[start]
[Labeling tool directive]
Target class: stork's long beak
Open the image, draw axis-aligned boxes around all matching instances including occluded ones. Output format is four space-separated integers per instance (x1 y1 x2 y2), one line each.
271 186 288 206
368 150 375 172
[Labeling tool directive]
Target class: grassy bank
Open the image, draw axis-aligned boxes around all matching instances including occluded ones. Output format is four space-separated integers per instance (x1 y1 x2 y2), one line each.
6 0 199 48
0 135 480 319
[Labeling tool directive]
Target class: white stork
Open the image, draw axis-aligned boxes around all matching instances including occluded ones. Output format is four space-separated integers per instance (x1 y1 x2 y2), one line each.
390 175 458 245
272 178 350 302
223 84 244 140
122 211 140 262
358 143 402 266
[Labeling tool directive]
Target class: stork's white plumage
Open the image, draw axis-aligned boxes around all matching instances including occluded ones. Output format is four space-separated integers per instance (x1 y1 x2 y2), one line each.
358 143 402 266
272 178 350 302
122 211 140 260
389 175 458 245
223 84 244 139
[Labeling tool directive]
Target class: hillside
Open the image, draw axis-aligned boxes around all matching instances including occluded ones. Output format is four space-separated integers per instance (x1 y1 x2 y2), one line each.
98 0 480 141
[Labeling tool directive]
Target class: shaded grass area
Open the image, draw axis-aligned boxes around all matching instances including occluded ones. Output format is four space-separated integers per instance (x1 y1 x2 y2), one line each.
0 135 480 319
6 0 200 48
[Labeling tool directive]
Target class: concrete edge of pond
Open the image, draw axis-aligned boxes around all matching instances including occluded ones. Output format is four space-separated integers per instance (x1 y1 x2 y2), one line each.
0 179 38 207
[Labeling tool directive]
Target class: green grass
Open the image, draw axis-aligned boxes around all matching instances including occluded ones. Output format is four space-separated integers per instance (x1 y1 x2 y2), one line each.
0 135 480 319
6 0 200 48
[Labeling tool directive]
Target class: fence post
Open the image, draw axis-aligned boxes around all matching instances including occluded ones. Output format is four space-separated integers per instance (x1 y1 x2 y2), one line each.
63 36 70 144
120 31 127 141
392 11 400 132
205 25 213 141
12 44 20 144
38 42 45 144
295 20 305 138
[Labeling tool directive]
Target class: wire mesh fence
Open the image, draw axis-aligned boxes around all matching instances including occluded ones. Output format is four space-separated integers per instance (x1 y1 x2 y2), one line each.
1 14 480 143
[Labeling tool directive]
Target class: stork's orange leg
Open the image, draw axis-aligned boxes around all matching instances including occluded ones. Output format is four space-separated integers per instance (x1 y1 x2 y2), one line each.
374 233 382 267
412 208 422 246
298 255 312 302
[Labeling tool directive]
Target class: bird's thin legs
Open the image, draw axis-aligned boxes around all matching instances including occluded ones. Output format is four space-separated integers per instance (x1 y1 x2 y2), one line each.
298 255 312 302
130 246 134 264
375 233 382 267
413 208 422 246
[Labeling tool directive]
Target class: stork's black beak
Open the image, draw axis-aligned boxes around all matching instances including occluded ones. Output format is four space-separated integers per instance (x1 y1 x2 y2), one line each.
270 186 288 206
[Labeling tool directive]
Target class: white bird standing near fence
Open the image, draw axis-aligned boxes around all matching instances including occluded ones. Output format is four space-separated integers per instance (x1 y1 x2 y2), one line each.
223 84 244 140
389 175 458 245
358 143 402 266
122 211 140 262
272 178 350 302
[end]
→ **Given problem**
Update all of the data above so that every "axis-aligned boxes" becomes "upright rectangles", and leave everything else unchanged.

→ **Output for this task**
[Labeling tool directive]
Target class: stork's long beak
Open the image, draw upright rectangles around all matching instances including occluded ones. Output format is four space-separated integers per instance (x1 y1 x2 y2), one line each.
271 186 288 206
368 150 375 172
[Labeling tool directive]
Target class: grassy bank
Open the image, draw upright rectangles around all matching instances including occluded ones. Output format is four space-separated integers per instance (x1 y1 x2 y2), one line each.
6 0 199 48
0 135 480 319
[Labeling tool directive]
Target class: white stork
Open the image, draw upright rectangles around all matching instances including occluded ones. Output format is four space-separated integers per instance (x1 y1 x2 y2), one line each.
390 175 458 245
272 178 350 302
223 84 244 140
122 211 140 262
358 143 402 266
[Labeling tool directive]
Target class: stork's white plumage
Open the image, draw upright rectangles around all matching instances including occluded ones. Output format is four space-separated integers per instance (x1 y1 x2 y2), one line each.
358 143 402 266
272 178 350 302
122 211 140 260
389 175 458 245
223 84 244 139
[Labeling tool directive]
Target class: hillside
Open the image, draw upright rectangles around all matching instances including occluded ones. Output format is four space-separated integers per instance (x1 y1 x2 y2), one line each.
98 0 480 141
[Labeling tool directive]
Target class: shaded grass area
Open the image, draw upright rectangles around all matching instances including occluded ones. Output format is four space-separated integers per instance (x1 y1 x2 y2), one line each.
0 135 480 319
6 0 200 48
[Labeling tool directive]
Target class: concrete edge of pond
Open the image, draw upright rectangles around all matching instances including occluded ones. Output format is four space-separated integers per instance (x1 y1 x2 y2), one line each.
0 179 38 207
[Labeling tool directive]
Target class: green grass
Open the image, draw upright rectangles around all matching instances including occluded ones. Output format is four space-separated integers per instance (x1 y1 x2 y2), one line each.
0 135 480 319
6 0 200 48
[Labeling tool directive]
Target class: fence post
Open the image, draw upright rectangles around all matching instances including occluded ones. Output format is four space-separated integers per instance (x1 y1 x2 y2), one line each.
63 36 70 144
120 31 127 141
392 11 400 132
205 25 213 141
12 44 20 144
38 42 45 144
295 20 305 138
[Labeling tool directive]
Target class: wire mesh fence
Open the image, draw upright rectangles around all matching instances including occluded ones. Output format is four space-separated integers per instance (x1 y1 x2 y2), one line each.
1 14 480 143
[Labeling tool directive]
Target class: stork's orange leg
Open the image, draw upright rectangles around all matching instances including occluded ones. Output format is four space-separated integers per instance (x1 y1 x2 y2), one line each.
374 233 382 267
412 208 422 246
298 255 312 302
[Labeling tool directive]
Target class: bird's thin legs
Open the image, draw upright rectangles around all matching instances including occluded ones. Output format is four space-separated integers per instance (x1 y1 x2 y2), one line each.
298 255 312 302
130 246 134 264
375 233 382 267
413 208 422 246
[Labeling tool directive]
Target class: stork's black beak
Open the image, draw upright rectangles around all matching instances including occluded ones. Output format is four space-separated integers per instance (x1 y1 x2 y2), one line each.
270 186 288 206
[Labeling tool directive]
Target class: white bird standing near fence
Open the image, draw upright rectangles around all matching instances including occluded ones. Output format is four space-separated integers per instance (x1 y1 x2 y2), one line each.
223 84 244 140
389 175 458 245
358 143 402 266
122 211 140 262
272 178 350 302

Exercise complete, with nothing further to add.